(Beginning of The data)

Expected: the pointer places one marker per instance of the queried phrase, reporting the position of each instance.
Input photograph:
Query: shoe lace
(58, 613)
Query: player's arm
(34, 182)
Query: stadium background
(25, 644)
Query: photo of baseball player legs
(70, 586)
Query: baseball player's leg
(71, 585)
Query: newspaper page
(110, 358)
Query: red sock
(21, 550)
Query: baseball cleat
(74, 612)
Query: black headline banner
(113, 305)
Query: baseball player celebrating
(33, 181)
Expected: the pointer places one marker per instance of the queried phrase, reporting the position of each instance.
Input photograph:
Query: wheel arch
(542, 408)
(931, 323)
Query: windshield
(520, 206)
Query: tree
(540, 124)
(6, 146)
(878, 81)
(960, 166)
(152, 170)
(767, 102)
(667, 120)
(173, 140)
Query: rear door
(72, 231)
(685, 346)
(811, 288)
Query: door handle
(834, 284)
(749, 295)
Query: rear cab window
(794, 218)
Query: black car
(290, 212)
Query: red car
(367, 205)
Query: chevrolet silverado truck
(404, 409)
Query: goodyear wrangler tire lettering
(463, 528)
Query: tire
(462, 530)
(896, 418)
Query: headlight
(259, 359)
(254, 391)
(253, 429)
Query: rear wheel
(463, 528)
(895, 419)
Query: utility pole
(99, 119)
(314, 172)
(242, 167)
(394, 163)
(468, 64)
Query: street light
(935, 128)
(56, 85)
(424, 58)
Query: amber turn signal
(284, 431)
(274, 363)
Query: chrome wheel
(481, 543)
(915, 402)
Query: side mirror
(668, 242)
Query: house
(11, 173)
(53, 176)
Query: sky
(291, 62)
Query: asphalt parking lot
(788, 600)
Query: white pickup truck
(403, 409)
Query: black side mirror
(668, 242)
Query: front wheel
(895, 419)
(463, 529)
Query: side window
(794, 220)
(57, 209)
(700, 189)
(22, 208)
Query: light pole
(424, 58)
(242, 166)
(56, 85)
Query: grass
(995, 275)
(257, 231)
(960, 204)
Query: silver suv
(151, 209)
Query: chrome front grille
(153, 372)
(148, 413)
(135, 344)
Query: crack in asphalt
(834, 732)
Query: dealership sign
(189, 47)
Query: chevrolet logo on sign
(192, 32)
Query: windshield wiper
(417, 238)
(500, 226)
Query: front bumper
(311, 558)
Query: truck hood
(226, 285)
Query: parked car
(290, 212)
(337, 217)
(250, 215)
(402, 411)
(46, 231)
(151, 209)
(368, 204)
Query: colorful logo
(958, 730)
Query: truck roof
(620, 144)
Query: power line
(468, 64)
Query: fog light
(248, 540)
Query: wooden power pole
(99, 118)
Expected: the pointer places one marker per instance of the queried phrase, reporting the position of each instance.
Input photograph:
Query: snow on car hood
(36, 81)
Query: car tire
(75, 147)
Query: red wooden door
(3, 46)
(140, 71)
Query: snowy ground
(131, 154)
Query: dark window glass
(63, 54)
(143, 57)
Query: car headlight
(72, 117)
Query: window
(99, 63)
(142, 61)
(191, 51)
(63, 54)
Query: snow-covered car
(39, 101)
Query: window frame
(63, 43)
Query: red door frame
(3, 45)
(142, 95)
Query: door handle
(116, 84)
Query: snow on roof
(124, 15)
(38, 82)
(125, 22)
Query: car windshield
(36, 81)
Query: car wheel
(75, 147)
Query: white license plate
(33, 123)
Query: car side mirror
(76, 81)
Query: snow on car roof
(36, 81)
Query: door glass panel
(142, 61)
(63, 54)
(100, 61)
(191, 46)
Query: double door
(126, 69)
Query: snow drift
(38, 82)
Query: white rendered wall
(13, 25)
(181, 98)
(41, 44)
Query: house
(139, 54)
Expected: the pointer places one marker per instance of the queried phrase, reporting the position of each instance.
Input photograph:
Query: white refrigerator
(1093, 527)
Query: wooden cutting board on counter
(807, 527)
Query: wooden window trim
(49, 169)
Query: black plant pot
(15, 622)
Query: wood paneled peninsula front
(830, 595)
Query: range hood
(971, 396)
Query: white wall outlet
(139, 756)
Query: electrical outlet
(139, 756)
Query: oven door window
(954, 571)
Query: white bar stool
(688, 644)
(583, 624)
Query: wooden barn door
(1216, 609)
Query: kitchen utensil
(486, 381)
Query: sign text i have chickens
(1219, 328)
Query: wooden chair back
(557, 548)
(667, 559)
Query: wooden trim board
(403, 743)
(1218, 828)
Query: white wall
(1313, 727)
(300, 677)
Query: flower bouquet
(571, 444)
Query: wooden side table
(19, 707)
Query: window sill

(End of The data)

Exercise objective = Your job is to give the data above again exactly, in full.

Result =
Expected: the pointer places one marker per instance of the queried phrase, reporting the position of each instance.
Input photograph:
Query: shoe lace
(58, 613)
Query: player's arm
(34, 182)
Query: stadium background
(25, 644)
Query: photo of baseball player legs
(70, 586)
Query: baseball player's leg
(71, 585)
Query: newspaper page
(110, 358)
Query: red sock
(21, 550)
Query: baseball cleat
(74, 612)
Query: black headline banner
(113, 305)
Query: baseball player celebrating
(33, 181)
Expected: the pointer places one marker per instance of the queried phrase, reporting the position of each instance.
Input photograph:
Query: wheel arch
(542, 408)
(931, 323)
Query: windshield
(520, 206)
Query: tree
(540, 124)
(6, 146)
(878, 81)
(960, 166)
(152, 170)
(767, 102)
(667, 120)
(173, 140)
Query: rear door
(72, 231)
(685, 346)
(811, 288)
Query: door handle
(834, 284)
(749, 295)
Query: rear cab window
(794, 218)
Query: black car
(290, 212)
Query: red car
(367, 205)
Query: chevrolet silverado truck
(404, 409)
Query: goodyear wrangler tire lettering
(463, 528)
Query: tire
(462, 530)
(896, 418)
Query: headlight
(259, 359)
(254, 391)
(253, 429)
Query: rear wheel
(463, 528)
(895, 419)
Query: utility pole
(99, 119)
(314, 172)
(242, 167)
(394, 163)
(468, 64)
Query: street light
(935, 128)
(56, 85)
(424, 58)
Query: amber turn signal
(284, 431)
(274, 363)
Query: chrome wheel
(481, 543)
(915, 402)
Query: side mirror
(668, 242)
Query: house
(11, 173)
(53, 176)
Query: sky
(291, 62)
Query: asphalt parking lot
(788, 600)
Query: white pickup truck
(403, 409)
Query: black side mirror
(668, 242)
Query: front wheel
(895, 419)
(463, 529)
Query: side window
(794, 220)
(57, 209)
(700, 189)
(22, 208)
Query: light pole
(424, 58)
(242, 166)
(56, 85)
Query: grass
(995, 275)
(257, 231)
(960, 204)
Query: silver suv
(151, 209)
Query: chrome front grille
(153, 372)
(148, 413)
(135, 344)
Query: crack in asphalt
(834, 732)
Query: dealership sign
(189, 47)
Query: chevrolet logo on sign
(192, 32)
Query: windshield wiper
(417, 238)
(500, 226)
Query: front bumper
(311, 558)
Query: truck hood
(226, 285)
Query: parked car
(290, 212)
(337, 217)
(250, 215)
(402, 411)
(46, 231)
(151, 209)
(368, 204)
Query: colorful logo
(958, 730)
Query: truck roof
(620, 144)
Query: power line
(468, 64)
Query: fog light
(248, 540)
Query: wooden power pole
(99, 118)
Expected: the pointer places one marker per instance of the queried phrase, reporting the position of each instance.
Input photograph:
Query: snow on car hood
(36, 81)
Query: car tire
(75, 147)
Query: red wooden door
(3, 46)
(140, 71)
Query: snowy ground
(131, 154)
Query: dark window glass
(63, 54)
(143, 57)
Query: car headlight
(72, 117)
Query: window
(99, 63)
(142, 61)
(191, 51)
(63, 54)
Query: snow-covered car
(39, 101)
Query: window frame
(63, 43)
Query: red door frame
(3, 45)
(142, 95)
Query: door handle
(116, 84)
Query: snow on roof
(124, 15)
(38, 82)
(125, 22)
Query: car windshield
(36, 81)
Query: car wheel
(75, 147)
Query: white license plate
(33, 123)
Query: car side mirror
(76, 81)
Query: snow on car roof
(36, 81)
Query: door glass panel
(142, 61)
(63, 54)
(100, 61)
(191, 46)
Query: double door
(126, 69)
Query: snow drift
(38, 82)
Query: white rendered wall
(13, 25)
(181, 98)
(41, 44)
Query: house
(139, 54)
Expected: the pointer places one marker per instance of the queried phrase, reporting the position of each instance.
Input photograph:
Query: white refrigerator
(1093, 527)
Query: wooden cutting board on counter
(807, 527)
Query: wooden window trim
(49, 169)
Query: black plant pot
(15, 622)
Query: wood paneled peninsula front
(830, 595)
Query: range hood
(971, 396)
Query: white wall outlet
(139, 756)
Query: electrical outlet
(139, 756)
Query: oven door window
(954, 571)
Query: white bar stool
(688, 644)
(583, 624)
Query: wooden barn door
(1216, 609)
Query: kitchen utensil
(486, 381)
Query: sign text i have chickens
(1219, 328)
Query: wooden chair back
(557, 548)
(667, 559)
Query: wooden trim board
(403, 743)
(1218, 828)
Query: white wall
(1313, 727)
(300, 677)
Query: flower bouquet
(571, 444)
Query: wooden side table
(19, 707)
Query: window sill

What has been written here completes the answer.